* [Passage shown]
--- BEGIN ---

I presume you are referring to this:
[https://plus.google.com/111588569124648292310/posts/SeBqgN9Z...](https://plus.google.com/111588569124648292310/posts/SeBqgN9Zoiu)

That's Randall Munroe's note on gender being public in Google+, which spurned
a lot of discussion online, for those who haven't come across it yet.

------
tonfa
I wonder why it smells like the previous PR campaign... They quote terms from
the ToS, which are industry standard (you obviously need to have the right to
display and store the data to run the service).

Also I fail to see what's wrong here: "Posts and other content shared by or
with you [...] may be visible on your profile to those with whom that content
has been shared." Of course the content will be visible by the people I shared
it with.

------
JonnieCache
We did this one literally last week:
<http://news.ycombinator.com/item?id=2721905>

Those ToS are standard for all user generated content sites. They are required
for google to provide those services.

All his other points amount to "people might get confused and hurt themselves"
and that's no argument. With that logic, we shouldn't have access to spoons,
let alone social networking.

------
tilt
Does the author even have a Google+ account? Or has he checked the "Profile
and privacy" tab at least?

"Search results

 _Your name and any other fields you make public in your profile are
searchable on the web and may appear in Google Search results._ "

--- END ---

* [Tasks to carry out]
- a) Copy the Google+ privacy thread word for word, from "Those ToS are" up to and including "alone social networking.".
- b) Pick up the forum thread about Google+ privacy and its terms of service after its last sentence and carry it further.

* [Data]
--- BEGIN ---

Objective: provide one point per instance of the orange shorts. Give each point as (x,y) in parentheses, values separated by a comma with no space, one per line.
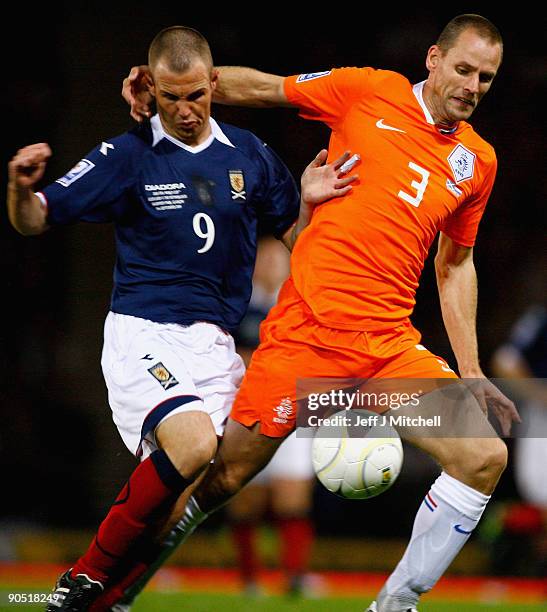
(293,345)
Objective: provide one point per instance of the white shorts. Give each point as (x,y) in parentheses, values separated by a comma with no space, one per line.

--- END ---

* [Solved problems]
- a)
Those ToS are standard for all user generated content sites. They are required
for google to provide those services.

All his other points amount to "people might get confused and hurt themselves"
and that's no argument. With that logic, we shouldn't have access to spoons,
let alone social networking.

- b)
"Public profile information

 _You choose what information in your profile you want to make visible to
specific individuals, to circles, or to everyone_ "

That's the whole point of Circles... You're asked to setup these settings for
every single field...

Yeah I know PR is the way they build from the ground up but I really hope this
is not the way FB wants to fight back...

Put your face on "admin" "in Products", every other single post has a real
name behind it...

------
MetaMan
I spotted this clause as well

“By submitting, posting or displaying the content you give Google a perpetual,
irrevocable, worldwide, royalty-free, and non-exclusive license to reproduce,
adapt, modify, translate, publish, publicly perform, publicly display and
distribute any Content which you submit, post or display on or through, the
Services.”

Legally then google can do anything they like with your content, whether you
made it private to a few friends only or completely public. You just have to
trust them. Scary!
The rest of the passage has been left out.